課題 ▸
次の記録の冒頭から「[1217,378,1290,593]」を含む行までを、その行も含めて、一行を一つの文字列とするJSONリストに変換しなさい。空行は除くこと。

記録データ ▸
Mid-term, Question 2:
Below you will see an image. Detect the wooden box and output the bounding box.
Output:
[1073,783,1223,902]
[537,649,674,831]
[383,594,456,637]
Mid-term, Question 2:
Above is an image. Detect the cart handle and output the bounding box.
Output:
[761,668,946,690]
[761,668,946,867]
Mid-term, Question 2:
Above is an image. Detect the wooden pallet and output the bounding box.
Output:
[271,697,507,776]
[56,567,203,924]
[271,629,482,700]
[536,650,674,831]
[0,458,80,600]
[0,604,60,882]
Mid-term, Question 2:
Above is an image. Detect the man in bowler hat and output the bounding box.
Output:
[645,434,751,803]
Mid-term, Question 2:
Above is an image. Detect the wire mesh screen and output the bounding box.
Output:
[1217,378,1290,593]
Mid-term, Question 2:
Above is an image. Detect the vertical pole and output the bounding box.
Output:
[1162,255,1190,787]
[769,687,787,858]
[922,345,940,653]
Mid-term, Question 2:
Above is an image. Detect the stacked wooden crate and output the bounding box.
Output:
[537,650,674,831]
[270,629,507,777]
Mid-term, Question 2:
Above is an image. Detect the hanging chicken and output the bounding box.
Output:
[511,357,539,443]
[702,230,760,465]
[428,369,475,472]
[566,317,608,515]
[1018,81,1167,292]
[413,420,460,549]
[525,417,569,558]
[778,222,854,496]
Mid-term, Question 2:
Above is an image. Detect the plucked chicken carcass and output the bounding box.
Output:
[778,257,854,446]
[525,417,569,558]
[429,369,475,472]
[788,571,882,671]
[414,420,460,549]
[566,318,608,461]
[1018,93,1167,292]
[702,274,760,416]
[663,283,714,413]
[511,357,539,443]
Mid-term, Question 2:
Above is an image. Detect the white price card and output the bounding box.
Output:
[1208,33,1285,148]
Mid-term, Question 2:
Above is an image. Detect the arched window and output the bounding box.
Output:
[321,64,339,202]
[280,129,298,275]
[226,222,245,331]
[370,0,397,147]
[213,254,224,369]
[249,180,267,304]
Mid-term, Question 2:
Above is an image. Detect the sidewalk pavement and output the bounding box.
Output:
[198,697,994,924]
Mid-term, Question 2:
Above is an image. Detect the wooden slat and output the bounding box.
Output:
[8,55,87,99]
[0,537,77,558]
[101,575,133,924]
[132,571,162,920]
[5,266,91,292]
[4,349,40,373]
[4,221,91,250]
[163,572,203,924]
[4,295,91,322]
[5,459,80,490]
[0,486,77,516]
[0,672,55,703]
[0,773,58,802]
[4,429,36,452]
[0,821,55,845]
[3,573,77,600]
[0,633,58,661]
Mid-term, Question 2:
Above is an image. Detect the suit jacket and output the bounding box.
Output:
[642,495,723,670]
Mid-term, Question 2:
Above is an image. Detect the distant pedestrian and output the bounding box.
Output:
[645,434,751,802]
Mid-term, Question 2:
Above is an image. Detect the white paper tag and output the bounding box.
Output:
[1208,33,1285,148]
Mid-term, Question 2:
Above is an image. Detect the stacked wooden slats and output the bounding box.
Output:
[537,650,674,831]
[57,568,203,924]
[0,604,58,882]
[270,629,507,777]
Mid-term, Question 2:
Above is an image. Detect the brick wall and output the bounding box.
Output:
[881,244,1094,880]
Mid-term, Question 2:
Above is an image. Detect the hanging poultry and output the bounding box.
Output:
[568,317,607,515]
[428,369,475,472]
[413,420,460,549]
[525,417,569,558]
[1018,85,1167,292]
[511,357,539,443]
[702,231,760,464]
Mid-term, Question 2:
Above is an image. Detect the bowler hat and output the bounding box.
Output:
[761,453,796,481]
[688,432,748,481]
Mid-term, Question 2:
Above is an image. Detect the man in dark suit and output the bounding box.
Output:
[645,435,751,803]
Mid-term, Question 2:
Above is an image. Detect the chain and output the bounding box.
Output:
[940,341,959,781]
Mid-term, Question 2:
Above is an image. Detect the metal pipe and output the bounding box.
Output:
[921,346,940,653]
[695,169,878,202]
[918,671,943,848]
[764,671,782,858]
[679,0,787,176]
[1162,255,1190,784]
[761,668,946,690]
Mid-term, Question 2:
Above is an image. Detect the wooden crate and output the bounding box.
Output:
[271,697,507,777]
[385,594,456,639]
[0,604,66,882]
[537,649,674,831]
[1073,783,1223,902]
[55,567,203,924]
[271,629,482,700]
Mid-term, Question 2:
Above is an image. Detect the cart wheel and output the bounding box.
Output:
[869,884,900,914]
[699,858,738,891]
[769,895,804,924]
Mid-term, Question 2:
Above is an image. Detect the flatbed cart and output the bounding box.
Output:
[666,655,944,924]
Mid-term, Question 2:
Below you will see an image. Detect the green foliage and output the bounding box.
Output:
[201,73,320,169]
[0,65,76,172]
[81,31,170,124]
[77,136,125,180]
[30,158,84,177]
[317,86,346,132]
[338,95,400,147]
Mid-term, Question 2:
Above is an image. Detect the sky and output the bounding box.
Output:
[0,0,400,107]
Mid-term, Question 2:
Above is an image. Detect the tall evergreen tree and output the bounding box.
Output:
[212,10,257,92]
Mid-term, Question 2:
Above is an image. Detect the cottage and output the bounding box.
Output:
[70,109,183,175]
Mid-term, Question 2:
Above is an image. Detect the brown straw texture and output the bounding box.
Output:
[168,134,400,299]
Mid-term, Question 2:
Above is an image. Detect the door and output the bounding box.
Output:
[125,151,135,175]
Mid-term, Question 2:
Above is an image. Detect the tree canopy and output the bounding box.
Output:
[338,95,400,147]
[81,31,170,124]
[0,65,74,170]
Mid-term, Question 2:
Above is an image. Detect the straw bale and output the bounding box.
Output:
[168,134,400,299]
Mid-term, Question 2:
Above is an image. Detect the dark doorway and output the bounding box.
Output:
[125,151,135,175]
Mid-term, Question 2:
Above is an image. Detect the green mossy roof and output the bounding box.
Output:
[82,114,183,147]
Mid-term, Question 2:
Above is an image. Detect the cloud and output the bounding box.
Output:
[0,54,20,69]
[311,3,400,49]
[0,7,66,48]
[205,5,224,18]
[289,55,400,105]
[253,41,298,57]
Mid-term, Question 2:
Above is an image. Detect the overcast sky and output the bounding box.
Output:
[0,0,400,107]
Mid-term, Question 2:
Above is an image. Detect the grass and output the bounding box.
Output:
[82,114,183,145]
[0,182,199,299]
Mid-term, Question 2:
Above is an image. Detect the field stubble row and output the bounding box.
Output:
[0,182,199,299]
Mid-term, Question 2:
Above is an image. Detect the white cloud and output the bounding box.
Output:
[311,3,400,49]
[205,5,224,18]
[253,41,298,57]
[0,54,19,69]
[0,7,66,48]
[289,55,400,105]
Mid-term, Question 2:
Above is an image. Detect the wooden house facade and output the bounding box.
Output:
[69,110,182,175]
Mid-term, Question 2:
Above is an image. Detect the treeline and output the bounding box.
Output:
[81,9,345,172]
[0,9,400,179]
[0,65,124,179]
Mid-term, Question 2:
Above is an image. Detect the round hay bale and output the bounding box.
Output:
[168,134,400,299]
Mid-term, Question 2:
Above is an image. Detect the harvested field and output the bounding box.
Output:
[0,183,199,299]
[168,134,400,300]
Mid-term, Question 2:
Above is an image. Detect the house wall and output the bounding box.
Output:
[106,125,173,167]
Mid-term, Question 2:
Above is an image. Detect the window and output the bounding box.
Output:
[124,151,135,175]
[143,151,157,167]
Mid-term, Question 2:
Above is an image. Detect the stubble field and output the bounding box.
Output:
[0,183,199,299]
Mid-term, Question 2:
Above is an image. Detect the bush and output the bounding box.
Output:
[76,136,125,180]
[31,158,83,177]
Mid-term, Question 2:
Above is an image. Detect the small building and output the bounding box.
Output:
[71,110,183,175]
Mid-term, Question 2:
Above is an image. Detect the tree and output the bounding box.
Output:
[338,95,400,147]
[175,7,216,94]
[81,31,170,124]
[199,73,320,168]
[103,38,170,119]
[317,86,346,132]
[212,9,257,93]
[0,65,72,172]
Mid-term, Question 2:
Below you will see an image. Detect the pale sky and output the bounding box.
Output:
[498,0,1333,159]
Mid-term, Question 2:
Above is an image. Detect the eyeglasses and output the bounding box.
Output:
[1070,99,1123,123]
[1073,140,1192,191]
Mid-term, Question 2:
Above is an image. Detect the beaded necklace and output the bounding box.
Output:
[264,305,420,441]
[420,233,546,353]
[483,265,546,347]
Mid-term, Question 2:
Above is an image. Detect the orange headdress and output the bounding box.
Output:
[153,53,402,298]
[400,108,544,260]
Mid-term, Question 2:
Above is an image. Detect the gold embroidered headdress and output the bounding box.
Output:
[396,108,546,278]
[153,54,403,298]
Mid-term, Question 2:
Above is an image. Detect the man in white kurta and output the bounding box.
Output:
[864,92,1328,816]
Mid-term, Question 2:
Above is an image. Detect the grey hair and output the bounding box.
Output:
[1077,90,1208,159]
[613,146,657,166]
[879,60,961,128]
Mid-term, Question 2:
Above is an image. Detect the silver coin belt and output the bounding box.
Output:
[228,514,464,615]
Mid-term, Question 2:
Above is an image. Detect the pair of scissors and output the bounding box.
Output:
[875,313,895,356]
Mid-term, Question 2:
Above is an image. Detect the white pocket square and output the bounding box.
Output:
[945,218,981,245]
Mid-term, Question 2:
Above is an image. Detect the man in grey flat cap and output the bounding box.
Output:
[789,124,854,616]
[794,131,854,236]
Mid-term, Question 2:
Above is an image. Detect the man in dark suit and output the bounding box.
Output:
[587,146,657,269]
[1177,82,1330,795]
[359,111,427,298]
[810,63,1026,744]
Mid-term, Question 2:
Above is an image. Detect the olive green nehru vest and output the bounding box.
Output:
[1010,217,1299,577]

解答 ▸
[
  "Mid-term, Question 2:",
  "Below you will see an image. Detect the wooden box and output the bounding box.",
  "Output:",
  "[1073,783,1223,902]",
  "[537,649,674,831]",
  "[383,594,456,637]",
  "Mid-term, Question 2:",
  "Above is an image. Detect the cart handle and output the bounding box.",
  "Output:",
  "[761,668,946,690]",
  "[761,668,946,867]",
  "Mid-term, Question 2:",
  "Above is an image. Detect the wooden pallet and output the bounding box.",
  "Output:",
  "[271,697,507,776]",
  "[56,567,203,924]",
  "[271,629,482,700]",
  "[536,650,674,831]",
  "[0,458,80,600]",
  "[0,604,60,882]",
  "Mid-term, Question 2:",
  "Above is an image. Detect the man in bowler hat and output the bounding box.",
  "Output:",
  "[645,434,751,803]",
  "Mid-term, Question 2:",
  "Above is an image. Detect the wire mesh screen and output the bounding box.",
  "Output:",
  "[1217,378,1290,593]"
]